+++ Information given
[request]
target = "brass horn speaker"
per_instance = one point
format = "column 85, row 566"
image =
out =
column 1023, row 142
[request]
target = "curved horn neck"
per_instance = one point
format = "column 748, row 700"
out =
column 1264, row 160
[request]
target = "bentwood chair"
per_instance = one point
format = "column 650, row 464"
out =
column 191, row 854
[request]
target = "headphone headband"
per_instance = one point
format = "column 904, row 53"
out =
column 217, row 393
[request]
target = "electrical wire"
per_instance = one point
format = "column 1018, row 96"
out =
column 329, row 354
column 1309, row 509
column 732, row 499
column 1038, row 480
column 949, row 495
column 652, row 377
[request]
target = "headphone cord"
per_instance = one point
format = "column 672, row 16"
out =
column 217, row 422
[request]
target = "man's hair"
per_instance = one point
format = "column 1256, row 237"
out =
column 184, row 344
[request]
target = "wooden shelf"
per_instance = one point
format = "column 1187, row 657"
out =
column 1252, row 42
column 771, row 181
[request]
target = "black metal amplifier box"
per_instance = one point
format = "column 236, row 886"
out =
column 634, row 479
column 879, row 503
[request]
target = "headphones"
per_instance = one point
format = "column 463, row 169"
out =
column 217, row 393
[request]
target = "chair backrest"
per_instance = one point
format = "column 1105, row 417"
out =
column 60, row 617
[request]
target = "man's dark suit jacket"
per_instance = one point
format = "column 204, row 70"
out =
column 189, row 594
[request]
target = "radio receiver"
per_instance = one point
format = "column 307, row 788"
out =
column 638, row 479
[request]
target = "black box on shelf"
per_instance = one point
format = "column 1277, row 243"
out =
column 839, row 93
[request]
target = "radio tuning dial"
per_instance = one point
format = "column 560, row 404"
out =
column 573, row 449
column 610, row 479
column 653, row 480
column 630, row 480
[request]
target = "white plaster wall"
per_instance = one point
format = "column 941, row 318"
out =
++++++
_Your assignment_
Copy out the material in full, exactly as it reads.

_Answer for the task_
[request]
target = "brass horn speaker"
per_instance = one point
format = "column 85, row 566"
image =
out =
column 1023, row 142
[request]
target = "curved horn neck"
per_instance = one point
format = "column 748, row 700"
out =
column 1264, row 160
[request]
target = "bentwood chair"
per_instance = one point
format = "column 650, row 464"
out =
column 191, row 854
[request]
target = "headphone headband"
per_instance = one point
format = "column 904, row 53"
out =
column 217, row 393
[request]
target = "electrical wire"
per_instance = one point
format = "column 1018, row 96"
out =
column 329, row 354
column 1309, row 509
column 732, row 499
column 1038, row 480
column 949, row 495
column 652, row 377
[request]
target = "headphone cord"
per_instance = one point
format = "column 672, row 16"
out =
column 217, row 422
[request]
target = "man's hair"
per_instance = one point
format = "column 1256, row 237"
out =
column 184, row 344
[request]
target = "wooden shelf"
per_instance = one point
format = "column 1187, row 657"
out =
column 1252, row 42
column 771, row 181
[request]
target = "black metal amplifier box"
per_instance = one point
format = "column 236, row 886"
out =
column 634, row 479
column 879, row 503
[request]
target = "headphones"
per_instance = one point
format = "column 463, row 169"
out =
column 217, row 393
[request]
target = "chair backrest"
per_instance = one point
format = "column 1105, row 417"
out =
column 60, row 617
[request]
target = "man's dark suit jacket"
per_instance = one point
format = "column 204, row 70"
out =
column 189, row 594
[request]
target = "radio receiver"
per_instance = one point
format = "column 307, row 788"
out =
column 638, row 479
[request]
target = "black box on shelf"
per_instance = one point
format = "column 1277, row 243"
out =
column 839, row 93
[request]
target = "radio tuning dial"
per_instance = one point
format = "column 560, row 404"
out =
column 573, row 449
column 610, row 479
column 653, row 480
column 630, row 480
[request]
target = "white plaster wall"
per_instance = one point
format = "column 941, row 318"
out =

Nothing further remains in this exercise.